__Extracted information__:
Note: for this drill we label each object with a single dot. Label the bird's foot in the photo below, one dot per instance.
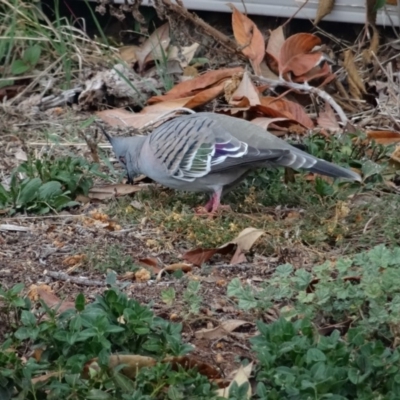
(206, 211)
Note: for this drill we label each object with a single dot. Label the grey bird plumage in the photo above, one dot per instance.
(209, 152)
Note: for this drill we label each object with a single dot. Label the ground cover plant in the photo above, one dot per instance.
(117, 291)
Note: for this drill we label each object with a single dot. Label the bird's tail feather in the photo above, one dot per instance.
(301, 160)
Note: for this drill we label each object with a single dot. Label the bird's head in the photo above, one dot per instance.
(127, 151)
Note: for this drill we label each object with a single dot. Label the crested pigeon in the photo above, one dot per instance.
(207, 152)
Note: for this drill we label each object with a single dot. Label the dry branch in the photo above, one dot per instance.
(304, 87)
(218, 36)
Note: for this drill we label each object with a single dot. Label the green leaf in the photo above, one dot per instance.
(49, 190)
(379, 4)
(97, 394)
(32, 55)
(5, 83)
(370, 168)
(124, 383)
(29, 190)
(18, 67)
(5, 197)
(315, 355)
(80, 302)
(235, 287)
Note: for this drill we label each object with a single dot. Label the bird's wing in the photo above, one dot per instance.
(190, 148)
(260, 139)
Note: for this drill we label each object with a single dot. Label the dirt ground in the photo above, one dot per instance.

__Instruction__:
Please copy every one of the records above word for word, leaving out the pictures.

__Correct result__:
Note: for this drill we label each object with a single dot. Label the bird's foot in the photo below, one dot per instance.
(206, 211)
Note: for this drill we label each object with a single dot. Label the grey bird plumage in the photo above, one dot per instance.
(209, 152)
Note: for this drill we label each object with a single dot. Label the ground cover plant in the photo above, one dot per instance.
(117, 291)
Note: for this drill we label each object with a single dot. Label the bird's tail feather in the photo above, one dot per instance.
(301, 160)
Note: for this drill we label each object with a single dot. Label the bird's head in the photo above, one dot per instance.
(127, 151)
Note: for this drill we label each object with a single dot. Label the crested pigeon in the photo above, one dot per instance.
(207, 152)
Note: for this drill we label each object with a single dot. Label the dry branch in the photo above, one dot per instance.
(304, 87)
(218, 36)
Note: for this drill we label each object with a single dot. Label the green leaf in the photo above, one dot per instance.
(49, 190)
(379, 4)
(97, 394)
(32, 55)
(5, 83)
(370, 168)
(124, 383)
(29, 190)
(18, 67)
(5, 197)
(315, 355)
(80, 302)
(235, 287)
Note: for this drill we label each object with a single dot. Label the bird's wing in the photo above, one dot per instance.
(190, 148)
(260, 139)
Note: for this drill we label each object with a single dot. Label the dirt ground in the photo above, one dot per instance.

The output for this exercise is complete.